◆ WHAT YOU NEED TO DO ◆
Copy the data exactly, keeping every line intact.

• • •

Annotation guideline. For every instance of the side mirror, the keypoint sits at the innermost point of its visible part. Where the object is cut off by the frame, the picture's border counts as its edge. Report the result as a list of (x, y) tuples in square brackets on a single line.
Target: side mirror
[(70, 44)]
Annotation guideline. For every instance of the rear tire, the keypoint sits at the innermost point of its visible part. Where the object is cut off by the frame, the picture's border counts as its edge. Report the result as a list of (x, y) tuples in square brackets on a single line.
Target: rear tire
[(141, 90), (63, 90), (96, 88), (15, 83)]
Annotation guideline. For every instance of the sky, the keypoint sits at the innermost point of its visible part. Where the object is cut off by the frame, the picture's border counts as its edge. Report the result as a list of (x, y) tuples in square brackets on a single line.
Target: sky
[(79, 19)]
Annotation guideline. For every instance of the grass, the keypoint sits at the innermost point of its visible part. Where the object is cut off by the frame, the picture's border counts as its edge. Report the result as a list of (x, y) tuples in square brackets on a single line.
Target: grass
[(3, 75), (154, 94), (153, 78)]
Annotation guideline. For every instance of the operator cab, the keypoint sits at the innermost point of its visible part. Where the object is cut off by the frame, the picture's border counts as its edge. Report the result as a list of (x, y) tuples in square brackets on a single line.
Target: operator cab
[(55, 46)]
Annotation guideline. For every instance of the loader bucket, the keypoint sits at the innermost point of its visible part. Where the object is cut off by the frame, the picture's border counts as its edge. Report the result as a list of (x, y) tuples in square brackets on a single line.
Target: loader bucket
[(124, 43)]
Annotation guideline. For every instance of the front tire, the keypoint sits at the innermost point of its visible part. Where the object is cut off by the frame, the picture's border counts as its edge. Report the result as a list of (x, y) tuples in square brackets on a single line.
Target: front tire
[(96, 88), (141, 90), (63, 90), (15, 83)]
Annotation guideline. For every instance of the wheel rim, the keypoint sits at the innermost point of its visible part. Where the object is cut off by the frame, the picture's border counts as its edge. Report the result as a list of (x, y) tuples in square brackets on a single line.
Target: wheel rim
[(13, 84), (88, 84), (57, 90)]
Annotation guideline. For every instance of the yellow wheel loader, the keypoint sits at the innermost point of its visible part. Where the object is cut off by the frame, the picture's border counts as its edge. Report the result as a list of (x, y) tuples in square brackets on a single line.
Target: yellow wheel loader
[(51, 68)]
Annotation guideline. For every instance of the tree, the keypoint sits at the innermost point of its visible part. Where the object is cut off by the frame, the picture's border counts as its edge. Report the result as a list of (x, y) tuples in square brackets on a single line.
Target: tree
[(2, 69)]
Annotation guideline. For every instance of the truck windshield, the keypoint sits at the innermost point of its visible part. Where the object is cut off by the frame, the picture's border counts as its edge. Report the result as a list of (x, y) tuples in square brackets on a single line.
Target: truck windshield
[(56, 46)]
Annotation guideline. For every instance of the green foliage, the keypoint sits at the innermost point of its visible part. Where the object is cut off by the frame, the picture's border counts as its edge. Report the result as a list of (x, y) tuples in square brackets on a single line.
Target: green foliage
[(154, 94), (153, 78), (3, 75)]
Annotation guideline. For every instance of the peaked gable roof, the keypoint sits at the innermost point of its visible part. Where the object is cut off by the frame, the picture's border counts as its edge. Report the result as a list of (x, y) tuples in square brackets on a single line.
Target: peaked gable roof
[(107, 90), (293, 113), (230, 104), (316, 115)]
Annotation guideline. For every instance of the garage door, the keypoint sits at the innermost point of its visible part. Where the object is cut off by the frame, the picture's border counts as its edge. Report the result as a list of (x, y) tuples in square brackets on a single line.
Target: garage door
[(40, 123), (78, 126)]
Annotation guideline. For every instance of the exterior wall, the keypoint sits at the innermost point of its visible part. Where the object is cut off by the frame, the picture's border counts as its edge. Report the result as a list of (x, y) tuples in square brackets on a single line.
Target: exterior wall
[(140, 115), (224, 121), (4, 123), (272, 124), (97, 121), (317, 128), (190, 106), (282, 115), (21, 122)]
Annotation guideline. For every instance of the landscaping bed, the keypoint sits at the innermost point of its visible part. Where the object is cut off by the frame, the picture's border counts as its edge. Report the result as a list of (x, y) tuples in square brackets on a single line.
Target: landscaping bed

• • •

◆ OUTPUT BELOW ◆
Annotation guideline. For every instance of the side mirror, the keypoint sits at the innermost point of its visible part. Where the object is cut off by the frame, the picture's border counts as its edge. Report the result as a list of (x, y) tuples in square brackets on a single line.
Target: side mirror
[(70, 44)]
Annotation guideline. For every instance of the rear tire, the keypoint sits at the innermost point of its visible part. Where the object is cut off by the frame, the picture's border counts as its edge. Report the result as a list of (x, y) tuples in square brackets on a single line.
Target: rear tire
[(141, 90), (63, 90), (96, 88), (15, 83)]
Annotation guideline. For every instance of the sky, the keypoint sits at the innermost point of its visible part. Where the object is cut off by the frame, the picture's border counts as its edge. Report the result as a list of (x, y) tuples in square brackets on a single line.
Target: sky
[(79, 19)]
Annotation guideline. For every instance of the grass, the keypoint sits at the innermost point of its visible part. Where the object is cut off by the frame, the picture's border counts as its edge. Report the result as a list of (x, y) tuples in square brackets on a single line.
Target: grass
[(3, 75), (154, 94), (153, 78)]
Annotation guideline. For every instance of the operator cab, the keypoint sits at the innermost point of its visible part. Where the object is cut off by the frame, the picture's border counts as its edge. Report the result as a list of (x, y) tuples in square brackets on a single line.
Target: operator cab
[(55, 46)]
Annotation guideline. For every instance of the loader bucket, the keypoint sits at the innermost point of its visible part. Where the object is cut off by the frame, the picture's border counts as its edge. Report the result as a list of (x, y) tuples in square brackets on a single line.
Target: loader bucket
[(124, 43)]
Annotation guideline. For every instance of the front tire, the keypoint sits at the innermost point of its visible part. Where the object is cut off by the frame, the picture's border counts as its edge. Report the result as a list of (x, y) tuples in square brackets on a single line.
Target: front tire
[(96, 88), (141, 90), (63, 90), (15, 83)]
Annotation guideline. For every instance of the wheel rim, the keypoint sits at the innermost point of its visible part. Where the object is cut off by the frame, the picture's border counts as its edge. Report the result as a list of (x, y) tuples in square brackets on a single line.
Target: wheel rim
[(13, 84), (88, 84), (57, 90)]
Annotation guideline. For every instance of the yellow wheel loader, the keypoint sits at the innermost point of its visible part. Where the object is cut off by the frame, the picture's border counts as its edge. Report the result as a list of (x, y) tuples in square brackets on a single line.
Target: yellow wheel loader
[(51, 68)]
Annotation guideline. For every instance of the tree, the keypoint sits at the innermost point of its visible part. Where the object is cut off by the frame, the picture's border counts as its edge. Report the result as a list of (x, y) tuples in square brackets on a single line.
Target: tree
[(2, 69)]
Annotation guideline. For every instance of the truck windshield, the keypoint sits at the innermost point of its visible part. Where the object is cut off by the frame, the picture's border counts as its edge. Report the result as a list of (x, y) tuples in square brackets on a single line.
Target: truck windshield
[(56, 46)]
Annotation guideline. For every instance of the green foliage, the keypoint sits at the innermost point of its visible part. Where the object is cut off by the frame, the picture's border counts as its edge. Report the result as a list of (x, y) tuples in square brackets on a single line.
Target: green foliage
[(154, 94), (153, 78), (3, 75)]
Annotation guideline. For every instance of the peaked gable roof, the keypoint sits at the innermost point of its visible part. Where the object is cut off by the frame, the picture's border counts as its edge. Report the result as a list of (x, y) tuples in square brackets on a single line.
Target: peaked gable roof
[(107, 90), (293, 113), (230, 104), (316, 115)]
Annotation guideline. For every instance of the garage door, the keypoint sits at the innermost point of its visible part. Where the object is cut off by the frame, the picture's border counts as its edge. Report the result as a list of (x, y) tuples in square brackets on a single line.
Target: garage door
[(40, 123), (78, 126)]
Annotation guideline. For every instance of the exterior wall, the keypoint sits at the innermost point of its visible part. Where the object is cut off by the frame, the picture's border counts as its edge. Report the result as a list of (x, y) tuples in square brackets on a single line.
Target: exterior wall
[(140, 115), (224, 121), (4, 123), (272, 124), (97, 121), (317, 128), (190, 106), (282, 115), (21, 122)]
Annotation guideline. For every instance of the landscaping bed, the keypoint sits at the innermost point of its visible part. Where the object is cut off by the frame, the picture's border counts as its edge. Report the result as a list of (x, y) tuples in square brackets on a single line.
Target: landscaping bed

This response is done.